#### TASK INSTRUCTIONS:
Copy every one of the following entries verbatim, with no changes to wording, numbers, or line order.

#### INPUT MATERIAL:
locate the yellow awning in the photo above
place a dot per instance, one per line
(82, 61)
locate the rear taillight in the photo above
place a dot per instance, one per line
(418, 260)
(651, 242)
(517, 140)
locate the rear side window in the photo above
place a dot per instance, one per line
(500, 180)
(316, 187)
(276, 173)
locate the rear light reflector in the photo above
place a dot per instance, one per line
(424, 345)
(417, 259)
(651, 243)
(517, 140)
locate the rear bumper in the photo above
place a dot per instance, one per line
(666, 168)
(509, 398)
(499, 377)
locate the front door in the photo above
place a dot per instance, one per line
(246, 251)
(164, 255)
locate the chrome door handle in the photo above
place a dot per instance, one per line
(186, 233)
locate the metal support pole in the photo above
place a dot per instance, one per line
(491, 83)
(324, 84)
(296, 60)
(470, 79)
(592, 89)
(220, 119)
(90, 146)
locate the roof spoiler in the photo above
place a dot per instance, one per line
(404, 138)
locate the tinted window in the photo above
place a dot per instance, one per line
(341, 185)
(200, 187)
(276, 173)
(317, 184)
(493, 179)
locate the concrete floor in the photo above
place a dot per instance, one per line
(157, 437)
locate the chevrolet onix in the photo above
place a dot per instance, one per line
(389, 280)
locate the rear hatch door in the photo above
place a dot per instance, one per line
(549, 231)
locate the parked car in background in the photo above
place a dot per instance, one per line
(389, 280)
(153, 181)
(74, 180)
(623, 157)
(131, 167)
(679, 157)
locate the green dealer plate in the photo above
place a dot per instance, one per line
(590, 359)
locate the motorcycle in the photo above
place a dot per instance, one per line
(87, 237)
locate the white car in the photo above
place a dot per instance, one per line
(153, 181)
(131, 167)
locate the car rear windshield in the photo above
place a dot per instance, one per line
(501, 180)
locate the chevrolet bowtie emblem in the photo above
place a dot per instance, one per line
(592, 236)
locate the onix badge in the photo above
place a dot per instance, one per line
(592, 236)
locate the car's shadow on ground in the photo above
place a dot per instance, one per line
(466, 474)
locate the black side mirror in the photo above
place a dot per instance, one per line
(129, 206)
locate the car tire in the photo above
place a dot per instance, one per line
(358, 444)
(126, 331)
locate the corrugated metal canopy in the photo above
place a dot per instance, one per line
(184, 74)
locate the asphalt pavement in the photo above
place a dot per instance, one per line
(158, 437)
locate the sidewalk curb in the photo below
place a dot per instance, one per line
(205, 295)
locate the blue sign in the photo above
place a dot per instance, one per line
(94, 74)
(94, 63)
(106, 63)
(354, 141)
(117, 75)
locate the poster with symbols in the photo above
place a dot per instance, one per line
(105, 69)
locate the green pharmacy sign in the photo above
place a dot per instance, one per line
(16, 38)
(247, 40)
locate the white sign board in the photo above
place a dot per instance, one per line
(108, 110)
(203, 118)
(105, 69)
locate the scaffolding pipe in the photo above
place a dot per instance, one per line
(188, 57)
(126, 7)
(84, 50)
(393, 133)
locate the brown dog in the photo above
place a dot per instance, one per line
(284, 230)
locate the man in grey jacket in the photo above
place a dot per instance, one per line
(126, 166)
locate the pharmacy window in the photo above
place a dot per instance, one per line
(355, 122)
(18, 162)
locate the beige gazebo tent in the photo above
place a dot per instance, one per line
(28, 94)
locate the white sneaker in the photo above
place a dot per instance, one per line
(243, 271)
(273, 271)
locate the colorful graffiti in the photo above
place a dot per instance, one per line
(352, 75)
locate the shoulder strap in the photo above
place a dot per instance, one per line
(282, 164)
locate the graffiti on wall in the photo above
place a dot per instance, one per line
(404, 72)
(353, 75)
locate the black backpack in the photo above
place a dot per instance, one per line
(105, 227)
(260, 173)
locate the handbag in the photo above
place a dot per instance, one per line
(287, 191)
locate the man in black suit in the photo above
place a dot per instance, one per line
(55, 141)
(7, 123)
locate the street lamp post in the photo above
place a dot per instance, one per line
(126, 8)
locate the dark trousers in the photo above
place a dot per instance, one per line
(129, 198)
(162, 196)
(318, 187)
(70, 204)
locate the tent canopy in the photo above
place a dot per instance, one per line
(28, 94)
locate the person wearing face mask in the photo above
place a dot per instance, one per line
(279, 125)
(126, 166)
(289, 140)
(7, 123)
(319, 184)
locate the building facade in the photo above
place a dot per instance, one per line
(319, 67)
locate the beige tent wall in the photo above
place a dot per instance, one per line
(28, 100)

#### THE ANSWER:
locate the yellow awning in the photo above
place a dot per instance, one per line
(82, 61)
locate the rear taillight in the photo above
place a dot per instance, one per line
(418, 260)
(651, 242)
(517, 140)
locate the rear side window in the photo above
place a dot per instance, one per line
(500, 180)
(316, 187)
(276, 173)
locate the rear light reflector in the photo above
place a dot per instance, one per line
(424, 345)
(417, 259)
(651, 243)
(517, 140)
locate the rear bumper in the photo above
place a dot per instance, one per line
(666, 168)
(509, 398)
(499, 377)
locate the front door in the photo above
place a dot per instance, one per line
(246, 251)
(164, 255)
locate the chrome door handle in the photo above
place a dot per instance, one per line
(186, 233)
locate the metal support pole in the photo above
place a dot per instance, one per line
(491, 83)
(324, 84)
(296, 60)
(470, 79)
(592, 89)
(220, 119)
(90, 146)
locate the roof spoiler in the photo above
place a dot per instance, one per line
(404, 138)
locate the tinted window in the photo above
place a dot per instance, one per line
(341, 185)
(200, 187)
(276, 173)
(317, 184)
(493, 179)
locate the concrete floor in the photo above
place a dot per instance, one per line
(157, 437)
locate the chevrolet onix in the photo above
place a dot per instance, one per line
(389, 280)
locate the rear hatch door in the photo above
place a dot per instance, one per line
(549, 231)
locate the parked car in background in the photo above
place a dot per instance, one per line
(389, 280)
(153, 181)
(74, 180)
(623, 157)
(131, 167)
(679, 157)
locate the green dealer plate in the photo above
place a dot per instance, one per line
(590, 359)
locate the motorcycle in the photo above
place a dot per instance, one per line
(87, 237)
locate the white car in the photo above
place a dot per instance, one per line
(153, 181)
(131, 167)
locate the car rear windshield in the photo above
place a dot per instance, one per line
(501, 180)
locate the chevrolet bowtie emblem in the photo above
place a dot per instance, one per line
(592, 236)
locate the onix badge in the photo above
place a dot per instance, one per line
(592, 236)
locate the car's shadow on ground in the photo above
place a dot per instance, one per line
(466, 474)
locate the black side mirror in the photo above
place a dot per instance, one per line
(129, 206)
locate the car tire in the photo above
place a dot per instance, one per line
(358, 444)
(126, 331)
locate the corrugated metal canopy in the photo above
place a dot per instance, one per line
(184, 74)
locate the asphalt pavement in the photo above
place a dot per instance, one per line
(158, 437)
locate the sidewalk curb in the photo below
place a dot per instance, one per line
(205, 295)
locate the blue sign in the photo above
place a dot per instance, one per line
(94, 74)
(94, 63)
(106, 63)
(354, 141)
(117, 75)
locate the poster with symbols in the photo above
place a dot per instance, one per line
(105, 69)
locate the green pharmacy sign in the photo above
place a dot per instance, one per line
(16, 38)
(247, 40)
locate the white sign board in the photo above
place a dot per instance, one per line
(108, 110)
(203, 118)
(105, 69)
locate the scaffolding pipe in the photo above
place a dot per instance, one per line
(188, 57)
(126, 7)
(84, 50)
(393, 133)
locate the brown dog in the photo above
place a dot per instance, one per line
(284, 230)
locate the man in grey jacket in the photo above
place a dot per instance, one per line
(126, 166)
locate the pharmacy window in the photo above
place a dot per instance, one per line
(355, 122)
(18, 162)
locate the beige gazebo tent in the photo above
place a dot per instance, one per line
(28, 94)
locate the white sneaker in the photo above
place a dot per instance, one per line
(243, 271)
(273, 271)
locate the colorful graffiti in the photo above
place a dot per instance, one per line
(352, 75)
locate the shoulder strap in the photo above
place a dot per instance, one per line
(282, 164)
locate the graffiti on wall in the photo above
place a dot per instance, one per line
(404, 72)
(353, 75)
locate the black backpack in the photo above
place a dot per instance, one per line
(105, 227)
(260, 173)
locate the handbag in the photo above
place a dot per instance, one per line
(287, 191)
locate the man in black suit in the photo above
place a dot per instance, one per line
(55, 141)
(7, 123)
locate the street lamp post in the photo above
place a dot per instance, one per line
(126, 8)
locate the dark trousers in the photo above
place a dot per instance, one per line
(129, 198)
(162, 196)
(318, 187)
(70, 204)
locate the tent canopy in the photo above
place a dot per instance, one per line
(28, 94)
locate the person wearing face mask in the photo above
place a dot per instance, one per line
(279, 125)
(126, 166)
(289, 140)
(7, 123)
(319, 184)
locate the building facade in the photo above
place a dot per instance, one per line
(319, 67)
locate the beige tent wall in the photo above
place a dot per instance, one per line
(28, 100)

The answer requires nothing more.